start Data for this task

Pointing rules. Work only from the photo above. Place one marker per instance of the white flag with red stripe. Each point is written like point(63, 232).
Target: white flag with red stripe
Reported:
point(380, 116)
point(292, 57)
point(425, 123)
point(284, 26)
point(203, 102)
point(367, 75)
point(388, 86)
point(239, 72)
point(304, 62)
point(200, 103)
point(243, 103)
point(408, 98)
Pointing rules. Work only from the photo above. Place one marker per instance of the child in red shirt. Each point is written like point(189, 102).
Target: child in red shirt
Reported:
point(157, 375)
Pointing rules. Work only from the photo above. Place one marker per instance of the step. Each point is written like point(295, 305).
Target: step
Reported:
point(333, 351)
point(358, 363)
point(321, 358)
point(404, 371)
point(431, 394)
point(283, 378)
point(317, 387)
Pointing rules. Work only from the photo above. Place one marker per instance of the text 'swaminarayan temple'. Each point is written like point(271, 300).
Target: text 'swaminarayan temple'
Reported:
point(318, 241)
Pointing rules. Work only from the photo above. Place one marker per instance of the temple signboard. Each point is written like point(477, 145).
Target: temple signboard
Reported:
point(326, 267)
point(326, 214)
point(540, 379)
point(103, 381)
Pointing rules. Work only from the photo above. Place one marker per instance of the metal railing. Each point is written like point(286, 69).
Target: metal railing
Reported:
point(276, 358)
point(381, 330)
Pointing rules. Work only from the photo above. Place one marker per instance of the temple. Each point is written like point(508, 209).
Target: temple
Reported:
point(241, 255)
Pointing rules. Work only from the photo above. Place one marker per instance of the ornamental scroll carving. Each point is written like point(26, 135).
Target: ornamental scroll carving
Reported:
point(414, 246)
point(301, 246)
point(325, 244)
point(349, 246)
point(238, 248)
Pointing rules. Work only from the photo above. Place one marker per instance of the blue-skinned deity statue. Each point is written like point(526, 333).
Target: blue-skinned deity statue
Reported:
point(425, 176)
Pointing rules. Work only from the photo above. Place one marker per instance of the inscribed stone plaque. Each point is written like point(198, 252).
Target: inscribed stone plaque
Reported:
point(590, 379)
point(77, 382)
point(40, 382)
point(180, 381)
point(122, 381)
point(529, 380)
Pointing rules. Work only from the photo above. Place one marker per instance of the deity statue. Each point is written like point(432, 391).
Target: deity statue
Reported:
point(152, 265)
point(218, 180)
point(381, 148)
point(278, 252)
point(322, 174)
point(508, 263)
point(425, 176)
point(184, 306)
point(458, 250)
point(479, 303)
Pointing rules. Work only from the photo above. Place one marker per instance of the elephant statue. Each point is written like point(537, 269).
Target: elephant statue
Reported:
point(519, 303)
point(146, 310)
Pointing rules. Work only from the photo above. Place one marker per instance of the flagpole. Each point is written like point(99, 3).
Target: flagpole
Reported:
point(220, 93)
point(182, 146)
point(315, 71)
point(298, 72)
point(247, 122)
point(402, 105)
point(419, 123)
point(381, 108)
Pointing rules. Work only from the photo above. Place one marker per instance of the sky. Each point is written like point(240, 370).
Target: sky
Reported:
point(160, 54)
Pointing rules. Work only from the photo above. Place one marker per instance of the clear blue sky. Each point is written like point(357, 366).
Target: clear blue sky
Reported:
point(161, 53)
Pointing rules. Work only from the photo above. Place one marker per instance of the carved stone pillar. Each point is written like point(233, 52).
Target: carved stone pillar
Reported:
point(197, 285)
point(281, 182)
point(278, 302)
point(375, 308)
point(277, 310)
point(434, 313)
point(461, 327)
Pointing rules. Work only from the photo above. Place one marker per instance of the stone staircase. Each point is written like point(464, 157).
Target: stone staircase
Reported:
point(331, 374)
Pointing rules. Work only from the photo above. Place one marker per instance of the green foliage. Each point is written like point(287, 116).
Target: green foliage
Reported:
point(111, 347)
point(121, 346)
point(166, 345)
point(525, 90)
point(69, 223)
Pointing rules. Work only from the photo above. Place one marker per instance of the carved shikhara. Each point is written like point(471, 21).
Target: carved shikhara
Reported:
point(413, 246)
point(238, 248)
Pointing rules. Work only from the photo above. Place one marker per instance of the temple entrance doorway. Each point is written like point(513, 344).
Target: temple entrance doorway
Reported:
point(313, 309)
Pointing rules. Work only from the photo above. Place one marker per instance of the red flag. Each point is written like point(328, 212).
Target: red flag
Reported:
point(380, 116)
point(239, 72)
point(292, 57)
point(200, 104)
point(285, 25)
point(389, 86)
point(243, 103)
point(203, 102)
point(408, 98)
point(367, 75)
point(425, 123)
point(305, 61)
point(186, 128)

end Data for this task

[Exercise goal]:
Put every line of the entries above into a JSON list of strings, one string per line, and leave out blank lines.

[Result for this task]:
[
  "Pointing rules. Work only from the photo above. Place one marker per instance of the white flag with red stripe. Each point is written like point(63, 232).",
  "Target: white flag with red stripe",
  "Reported:",
  "point(380, 116)",
  "point(292, 57)",
  "point(425, 123)",
  "point(284, 26)",
  "point(203, 102)",
  "point(367, 75)",
  "point(388, 86)",
  "point(239, 72)",
  "point(304, 62)",
  "point(200, 103)",
  "point(243, 103)",
  "point(408, 98)",
  "Pointing rules. Work only from the photo above. Place one marker per instance of the child in red shirt. Each point is written like point(189, 102).",
  "Target: child in red shirt",
  "Reported:",
  "point(157, 375)",
  "Pointing rules. Work only from the photo above. Place one marker per instance of the step. Each point is written like point(295, 305).",
  "Target: step",
  "Reported:",
  "point(333, 351)",
  "point(358, 363)",
  "point(321, 358)",
  "point(404, 371)",
  "point(431, 394)",
  "point(283, 378)",
  "point(317, 387)",
  "Pointing rules. Work only from the photo above. Place one marker per instance of the text 'swaminarayan temple'. Each point is written like point(271, 300).",
  "Target: text 'swaminarayan temple'",
  "Reported:",
  "point(318, 241)",
  "Pointing rules. Work only from the photo above. Place one marker per instance of the temple signboard. Each point is written like point(477, 145).",
  "Target: temple signboard",
  "Reported:",
  "point(326, 267)",
  "point(326, 214)",
  "point(540, 379)",
  "point(103, 381)",
  "Pointing rules. Work only from the photo above. Place one marker per instance of the metal railing. Each point is written like point(286, 69).",
  "Target: metal railing",
  "Reported:",
  "point(276, 358)",
  "point(381, 330)",
  "Pointing rules. Work only from the photo above. Place one marker per instance of the temple. Each point is written like point(508, 209).",
  "Target: temple",
  "Reported:",
  "point(241, 255)",
  "Pointing rules. Work only from the photo above. Place one marker per instance of the ornamental scroll carving. Each point is written like point(26, 135).",
  "Target: ornamental scroll carving",
  "Reported:",
  "point(414, 246)",
  "point(301, 246)",
  "point(325, 244)",
  "point(349, 246)",
  "point(238, 248)",
  "Pointing rules. Work only from the photo above. Place one marker per instance of the blue-skinned deity statue. Each point is written like point(526, 333).",
  "Target: blue-skinned deity statue",
  "Reported:",
  "point(425, 176)",
  "Pointing rules. Work only from the photo above. Place one marker per instance of the inscribed stone plaque. Each point is written like point(198, 252).",
  "Target: inscribed stone plaque",
  "Reported:",
  "point(590, 379)",
  "point(77, 382)",
  "point(40, 382)",
  "point(180, 381)",
  "point(122, 381)",
  "point(529, 380)",
  "Pointing rules. Work only from the photo above. Place one marker per instance of the deity statue. Each point is written like point(432, 391).",
  "Target: deity statue",
  "Reported:",
  "point(152, 265)",
  "point(218, 180)",
  "point(381, 148)",
  "point(278, 252)",
  "point(322, 174)",
  "point(508, 263)",
  "point(425, 176)",
  "point(184, 306)",
  "point(458, 250)",
  "point(479, 303)",
  "Pointing rules. Work only from the photo above. Place one marker per instance of the elephant statue. Each point is written like point(537, 269).",
  "Target: elephant statue",
  "Reported:",
  "point(519, 303)",
  "point(146, 310)",
  "Pointing rules. Work only from the photo above. Place one marker per instance of the flagpole. Each point is written like point(99, 3).",
  "Target: flagpole",
  "Reported:",
  "point(220, 93)",
  "point(182, 146)",
  "point(315, 71)",
  "point(298, 72)",
  "point(247, 122)",
  "point(402, 105)",
  "point(419, 123)",
  "point(381, 108)",
  "Pointing rules. Work only from the photo above. Place one marker per instance of the sky. Each point is written like point(240, 370).",
  "Target: sky",
  "Reported:",
  "point(160, 54)",
  "Pointing rules. Work only from the photo above. Place one marker per instance of the clear blue sky. Each point is written like point(357, 366).",
  "Target: clear blue sky",
  "Reported:",
  "point(161, 53)",
  "Pointing rules. Work only from the photo above. Place one marker per instance of the carved stone pillar. Each point is written like point(233, 52).",
  "Target: carved stone pillar",
  "Reported:",
  "point(197, 285)",
  "point(281, 182)",
  "point(278, 302)",
  "point(375, 308)",
  "point(277, 310)",
  "point(434, 313)",
  "point(461, 327)",
  "Pointing rules. Work only from the photo above. Place one marker per instance of the stone staircase. Each point is written like point(464, 157).",
  "Target: stone staircase",
  "Reported:",
  "point(331, 374)",
  "Pointing rules. Work only from the photo above. Place one marker per instance of the green foliage. Each point is written like point(287, 116).",
  "Target: green foliage",
  "Reported:",
  "point(111, 347)",
  "point(121, 346)",
  "point(166, 345)",
  "point(525, 90)",
  "point(69, 223)",
  "Pointing rules. Work only from the photo above. Place one marker per instance of the carved shikhara. Each point is written like point(471, 21).",
  "Target: carved shikhara",
  "Reported:",
  "point(413, 246)",
  "point(238, 248)",
  "Pointing rules. Work only from the photo above. Place one marker per instance of the temple entrance doorway. Each point is written like point(513, 344).",
  "Target: temple entrance doorway",
  "Reported:",
  "point(313, 309)",
  "Pointing rules. Work only from the photo above. Place one marker per instance of the red flag. Each point is written like point(328, 212).",
  "Target: red flag",
  "Reported:",
  "point(380, 116)",
  "point(239, 72)",
  "point(292, 57)",
  "point(200, 104)",
  "point(285, 25)",
  "point(389, 86)",
  "point(243, 103)",
  "point(203, 102)",
  "point(408, 98)",
  "point(367, 75)",
  "point(425, 123)",
  "point(305, 61)",
  "point(186, 128)"
]